Saved entries:
***

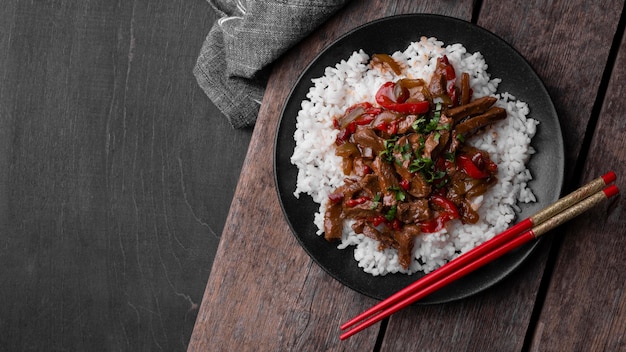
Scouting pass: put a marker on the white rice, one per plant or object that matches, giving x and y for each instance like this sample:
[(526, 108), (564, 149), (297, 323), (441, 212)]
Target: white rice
[(352, 81)]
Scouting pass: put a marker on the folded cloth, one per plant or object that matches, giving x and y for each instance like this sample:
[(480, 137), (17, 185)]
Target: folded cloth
[(234, 61)]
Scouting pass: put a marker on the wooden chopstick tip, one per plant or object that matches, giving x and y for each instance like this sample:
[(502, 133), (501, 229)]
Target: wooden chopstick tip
[(611, 191), (609, 177)]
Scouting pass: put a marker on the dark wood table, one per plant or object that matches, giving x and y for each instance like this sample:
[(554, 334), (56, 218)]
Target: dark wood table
[(265, 293), (116, 174)]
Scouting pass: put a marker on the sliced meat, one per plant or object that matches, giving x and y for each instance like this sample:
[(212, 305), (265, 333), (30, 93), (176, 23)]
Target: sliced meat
[(333, 221), (387, 178), (474, 108), (365, 137), (471, 125), (405, 240), (406, 124), (413, 212), (418, 187)]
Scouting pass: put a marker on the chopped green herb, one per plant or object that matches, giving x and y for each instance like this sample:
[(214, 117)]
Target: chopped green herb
[(376, 201)]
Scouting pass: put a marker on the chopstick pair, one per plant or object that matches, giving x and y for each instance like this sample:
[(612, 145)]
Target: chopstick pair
[(528, 229)]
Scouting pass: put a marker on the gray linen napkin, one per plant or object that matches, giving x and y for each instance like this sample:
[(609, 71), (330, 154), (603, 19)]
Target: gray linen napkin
[(234, 61)]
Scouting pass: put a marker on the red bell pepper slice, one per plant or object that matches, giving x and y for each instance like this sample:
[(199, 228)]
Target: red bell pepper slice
[(386, 98), (356, 201), (467, 165)]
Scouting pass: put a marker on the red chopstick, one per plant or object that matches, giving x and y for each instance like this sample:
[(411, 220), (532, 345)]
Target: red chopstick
[(555, 214)]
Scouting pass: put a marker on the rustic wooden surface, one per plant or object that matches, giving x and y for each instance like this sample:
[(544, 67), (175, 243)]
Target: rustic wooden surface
[(116, 174), (264, 293)]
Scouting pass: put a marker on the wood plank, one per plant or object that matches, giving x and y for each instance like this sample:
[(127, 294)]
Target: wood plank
[(461, 326), (114, 181), (251, 303), (585, 307)]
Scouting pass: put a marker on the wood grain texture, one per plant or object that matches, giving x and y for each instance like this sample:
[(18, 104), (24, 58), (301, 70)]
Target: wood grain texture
[(115, 180), (586, 300), (298, 303)]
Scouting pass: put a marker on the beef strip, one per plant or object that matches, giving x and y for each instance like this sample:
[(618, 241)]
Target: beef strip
[(476, 107), (473, 124)]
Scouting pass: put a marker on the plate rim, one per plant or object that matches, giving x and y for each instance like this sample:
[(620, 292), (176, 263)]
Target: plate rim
[(558, 181)]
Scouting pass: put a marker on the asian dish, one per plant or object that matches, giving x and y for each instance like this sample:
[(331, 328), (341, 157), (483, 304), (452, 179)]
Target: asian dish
[(414, 157)]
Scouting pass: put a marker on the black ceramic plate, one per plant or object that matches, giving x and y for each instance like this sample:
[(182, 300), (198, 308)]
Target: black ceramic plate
[(387, 36)]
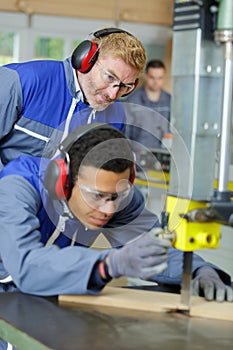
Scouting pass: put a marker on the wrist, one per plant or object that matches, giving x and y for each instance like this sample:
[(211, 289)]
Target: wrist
[(104, 271)]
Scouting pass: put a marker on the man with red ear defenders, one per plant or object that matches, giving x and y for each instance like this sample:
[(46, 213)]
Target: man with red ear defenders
[(51, 212), (40, 96)]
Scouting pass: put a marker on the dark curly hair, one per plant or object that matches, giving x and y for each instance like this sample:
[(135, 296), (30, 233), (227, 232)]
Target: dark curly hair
[(106, 149)]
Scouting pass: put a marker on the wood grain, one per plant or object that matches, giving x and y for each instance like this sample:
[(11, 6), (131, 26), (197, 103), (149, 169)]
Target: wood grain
[(149, 301)]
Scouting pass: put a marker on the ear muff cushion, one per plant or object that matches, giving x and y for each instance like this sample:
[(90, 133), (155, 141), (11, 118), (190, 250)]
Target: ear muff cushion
[(132, 176), (85, 56), (57, 180)]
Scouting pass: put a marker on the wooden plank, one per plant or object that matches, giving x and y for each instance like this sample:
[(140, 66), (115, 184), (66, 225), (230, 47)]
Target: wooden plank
[(149, 302)]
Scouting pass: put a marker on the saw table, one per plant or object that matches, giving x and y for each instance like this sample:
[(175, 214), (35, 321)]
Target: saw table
[(31, 322)]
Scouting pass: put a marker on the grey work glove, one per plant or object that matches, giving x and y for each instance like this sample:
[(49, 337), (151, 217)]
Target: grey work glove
[(208, 283), (143, 257)]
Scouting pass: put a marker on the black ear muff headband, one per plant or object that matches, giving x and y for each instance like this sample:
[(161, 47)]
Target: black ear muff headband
[(86, 53)]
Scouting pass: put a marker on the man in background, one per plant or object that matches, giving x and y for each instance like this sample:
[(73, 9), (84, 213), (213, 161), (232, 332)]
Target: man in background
[(148, 125)]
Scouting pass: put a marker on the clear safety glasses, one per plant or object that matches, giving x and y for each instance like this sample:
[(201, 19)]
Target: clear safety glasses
[(97, 199)]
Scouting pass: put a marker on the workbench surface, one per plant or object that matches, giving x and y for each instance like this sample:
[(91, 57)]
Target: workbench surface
[(36, 323)]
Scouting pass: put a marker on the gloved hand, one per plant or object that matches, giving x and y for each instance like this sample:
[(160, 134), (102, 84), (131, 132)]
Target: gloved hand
[(208, 282), (143, 257)]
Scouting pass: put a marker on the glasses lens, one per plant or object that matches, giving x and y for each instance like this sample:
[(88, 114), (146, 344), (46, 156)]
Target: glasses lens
[(96, 198)]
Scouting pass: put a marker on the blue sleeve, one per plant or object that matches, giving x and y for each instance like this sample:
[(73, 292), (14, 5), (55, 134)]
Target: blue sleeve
[(11, 100)]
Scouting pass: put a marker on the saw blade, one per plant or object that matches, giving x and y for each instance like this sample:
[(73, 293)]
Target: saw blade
[(186, 291)]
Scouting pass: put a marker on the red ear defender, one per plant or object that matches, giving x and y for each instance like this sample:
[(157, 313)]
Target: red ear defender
[(85, 56), (57, 180), (132, 176), (86, 53)]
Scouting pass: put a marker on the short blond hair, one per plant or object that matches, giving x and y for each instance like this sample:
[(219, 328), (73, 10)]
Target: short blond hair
[(125, 46)]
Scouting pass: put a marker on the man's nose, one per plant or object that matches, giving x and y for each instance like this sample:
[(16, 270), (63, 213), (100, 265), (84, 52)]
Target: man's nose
[(113, 92), (108, 207)]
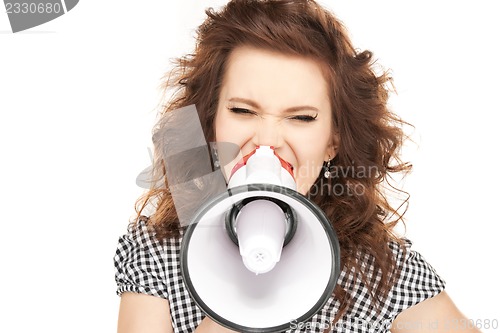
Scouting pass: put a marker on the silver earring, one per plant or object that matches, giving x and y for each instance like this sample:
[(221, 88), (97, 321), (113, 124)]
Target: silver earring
[(328, 169)]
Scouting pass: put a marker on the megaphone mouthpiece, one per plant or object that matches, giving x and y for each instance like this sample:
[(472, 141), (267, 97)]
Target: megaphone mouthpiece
[(260, 228)]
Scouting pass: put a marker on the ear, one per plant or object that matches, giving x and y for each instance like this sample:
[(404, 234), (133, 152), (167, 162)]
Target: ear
[(332, 149)]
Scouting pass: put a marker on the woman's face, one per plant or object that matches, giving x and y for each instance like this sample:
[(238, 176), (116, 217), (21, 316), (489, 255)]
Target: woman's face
[(272, 99)]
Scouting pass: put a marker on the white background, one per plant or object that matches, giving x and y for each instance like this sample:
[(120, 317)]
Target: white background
[(78, 98)]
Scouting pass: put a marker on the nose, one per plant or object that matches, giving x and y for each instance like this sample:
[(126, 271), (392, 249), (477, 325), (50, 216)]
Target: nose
[(268, 133)]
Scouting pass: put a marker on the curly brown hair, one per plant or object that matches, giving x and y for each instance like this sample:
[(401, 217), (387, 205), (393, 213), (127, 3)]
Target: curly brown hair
[(370, 134)]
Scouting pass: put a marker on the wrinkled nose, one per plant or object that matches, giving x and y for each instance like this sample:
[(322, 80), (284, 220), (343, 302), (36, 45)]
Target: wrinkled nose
[(268, 133)]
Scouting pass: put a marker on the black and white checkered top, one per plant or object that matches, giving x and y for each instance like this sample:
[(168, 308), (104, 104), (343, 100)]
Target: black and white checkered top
[(144, 265)]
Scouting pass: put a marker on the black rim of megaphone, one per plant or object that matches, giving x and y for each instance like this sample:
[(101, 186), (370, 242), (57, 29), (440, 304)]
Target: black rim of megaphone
[(334, 246)]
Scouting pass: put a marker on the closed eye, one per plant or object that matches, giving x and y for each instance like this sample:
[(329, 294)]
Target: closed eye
[(305, 118), (242, 111)]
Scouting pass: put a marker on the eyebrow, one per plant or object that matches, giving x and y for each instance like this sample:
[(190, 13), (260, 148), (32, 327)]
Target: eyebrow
[(257, 106)]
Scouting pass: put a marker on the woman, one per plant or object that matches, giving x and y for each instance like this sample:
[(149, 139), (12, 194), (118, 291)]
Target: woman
[(284, 74)]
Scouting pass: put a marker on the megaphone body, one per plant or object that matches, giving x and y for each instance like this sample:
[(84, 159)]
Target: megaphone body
[(260, 255)]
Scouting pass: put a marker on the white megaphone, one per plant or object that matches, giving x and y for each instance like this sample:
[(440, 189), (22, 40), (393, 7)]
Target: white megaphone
[(260, 256)]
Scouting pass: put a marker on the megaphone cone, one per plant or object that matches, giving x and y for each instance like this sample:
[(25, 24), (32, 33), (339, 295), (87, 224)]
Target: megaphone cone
[(260, 255)]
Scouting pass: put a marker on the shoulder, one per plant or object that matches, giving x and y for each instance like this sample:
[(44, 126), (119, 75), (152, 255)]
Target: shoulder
[(143, 263), (417, 280)]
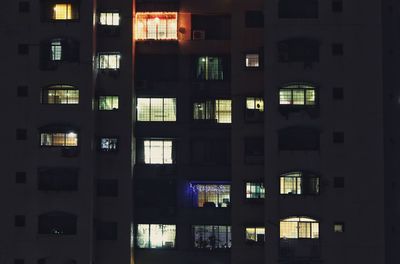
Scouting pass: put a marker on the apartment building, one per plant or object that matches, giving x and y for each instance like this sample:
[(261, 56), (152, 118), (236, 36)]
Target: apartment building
[(185, 131)]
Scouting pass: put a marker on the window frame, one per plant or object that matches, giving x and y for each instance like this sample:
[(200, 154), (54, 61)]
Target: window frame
[(164, 15), (302, 183), (310, 221), (117, 143), (149, 237), (53, 87), (113, 97), (174, 99), (106, 68), (228, 234), (257, 183)]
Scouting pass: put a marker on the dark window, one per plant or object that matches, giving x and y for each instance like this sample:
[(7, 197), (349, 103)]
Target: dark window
[(337, 6), (59, 10), (22, 91), (212, 237), (106, 231), (211, 27), (337, 93), (156, 151), (57, 223), (254, 19), (338, 137), (254, 150), (20, 177), (24, 6), (159, 194), (19, 261), (299, 50), (298, 138), (157, 67), (107, 187), (210, 151), (19, 220), (298, 8), (338, 182), (337, 49), (58, 50), (23, 49), (21, 134), (58, 179)]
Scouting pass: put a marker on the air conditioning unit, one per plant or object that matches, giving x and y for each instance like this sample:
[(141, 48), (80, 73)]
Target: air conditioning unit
[(199, 35)]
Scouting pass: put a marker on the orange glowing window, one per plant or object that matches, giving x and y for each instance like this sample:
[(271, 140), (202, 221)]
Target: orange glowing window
[(156, 25)]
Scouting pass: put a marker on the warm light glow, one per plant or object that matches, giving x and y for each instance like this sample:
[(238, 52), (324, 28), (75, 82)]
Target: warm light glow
[(62, 11), (156, 26)]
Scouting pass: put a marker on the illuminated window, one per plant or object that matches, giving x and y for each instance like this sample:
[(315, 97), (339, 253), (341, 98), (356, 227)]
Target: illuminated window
[(299, 183), (210, 195), (108, 102), (209, 68), (156, 26), (158, 152), (60, 94), (62, 11), (156, 109), (56, 50), (109, 19), (155, 236), (109, 61), (255, 235), (108, 144), (338, 227), (297, 95), (252, 61), (255, 190), (212, 237), (219, 110), (299, 227), (255, 103), (59, 139)]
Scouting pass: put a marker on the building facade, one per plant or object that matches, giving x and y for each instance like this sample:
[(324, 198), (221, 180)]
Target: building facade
[(187, 131)]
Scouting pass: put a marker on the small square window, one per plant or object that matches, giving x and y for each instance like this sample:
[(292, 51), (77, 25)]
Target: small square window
[(23, 49), (108, 103), (338, 182), (254, 19), (106, 231), (252, 60), (109, 19), (107, 187), (20, 177), (19, 220), (337, 6), (338, 137), (22, 91), (108, 144), (337, 49), (338, 227), (24, 6), (21, 134), (19, 261), (337, 93)]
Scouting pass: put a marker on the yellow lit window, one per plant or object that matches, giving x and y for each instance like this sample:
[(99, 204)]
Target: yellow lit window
[(62, 11), (156, 26)]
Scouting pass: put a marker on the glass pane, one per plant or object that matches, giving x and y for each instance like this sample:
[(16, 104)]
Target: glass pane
[(285, 97), (298, 97)]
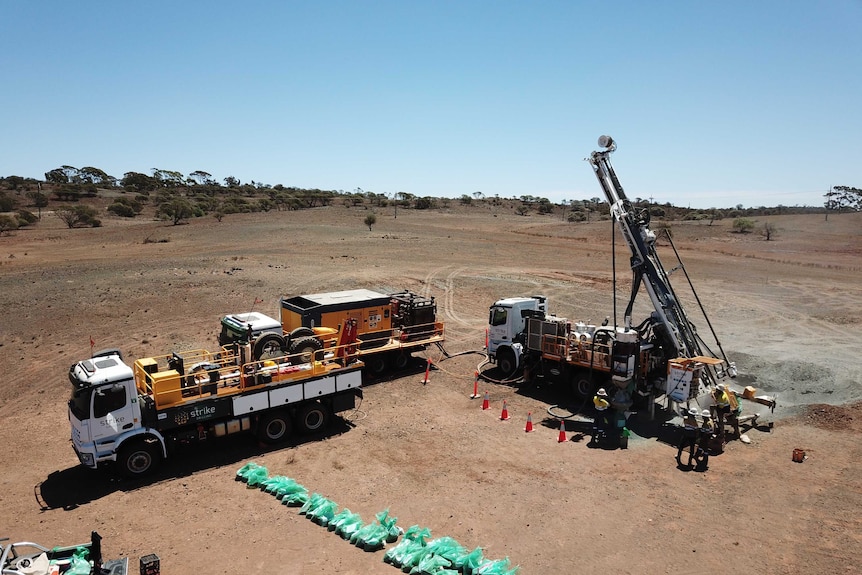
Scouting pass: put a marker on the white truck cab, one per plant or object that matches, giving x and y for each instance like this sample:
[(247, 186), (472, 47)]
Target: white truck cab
[(104, 408), (506, 321)]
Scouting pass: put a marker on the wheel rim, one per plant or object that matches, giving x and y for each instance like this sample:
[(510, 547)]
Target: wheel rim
[(314, 420), (139, 461), (275, 429)]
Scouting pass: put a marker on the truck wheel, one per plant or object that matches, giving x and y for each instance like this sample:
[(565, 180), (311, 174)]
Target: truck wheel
[(303, 349), (138, 458), (301, 332), (268, 345), (313, 417), (274, 428), (506, 361)]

***

With the pictures omitted, set down each line exactly, starting at the first line of the records above and ending with the line that contains "Scouting pass: put a marker on the gray".

Scouting pass: put a marker on the white rice, one per plant or object that matches, giving x and y for each instance like this sample:
[(526, 108), (564, 149), (297, 323), (441, 212)]
Target: white rice
[(352, 81)]
Scouting pass: put a marker on the folded cloth, one per plant or object that matches, giving x and y for each instance like this sample:
[(480, 137), (17, 185)]
Target: folded cloth
[(234, 61)]
Scouting pass: put a marker on the wooden chopstick tip, one per plant or object that matches, giving x and y for each instance like this sample:
[(502, 133), (501, 229)]
Target: wooden chopstick tip
[(611, 191), (609, 177)]
Scouting pass: put a marker on the dark wood table, one per plant or object that matches, giving x and y for each instance like this sample:
[(554, 334), (56, 218)]
Target: dark wood table
[(265, 293), (116, 174)]
Scouting pass: put a marker on the sliced meat, one per plant or object that matches, giving x and y for each instance like this sample:
[(212, 305), (265, 333), (30, 93), (176, 23)]
Target: sliced meat
[(333, 221), (387, 178), (474, 108), (365, 137), (471, 125), (405, 240), (406, 124), (413, 212), (418, 187)]
Scouting pass: put a marker on the chopped green herb, one per plant or object that matches, giving x and y for each instance like this sample:
[(214, 117)]
Target: chopped green herb
[(376, 201)]
Scouting pass: put a marker on the chopstick pair, one per plant or object that matches, giving x and y for each instance like this sample:
[(612, 145)]
Target: chopstick pair
[(528, 229)]
Scouting pass: put a marker on the gray linen napkin, one per plant or object that matches, giving x and y for each instance like this sample:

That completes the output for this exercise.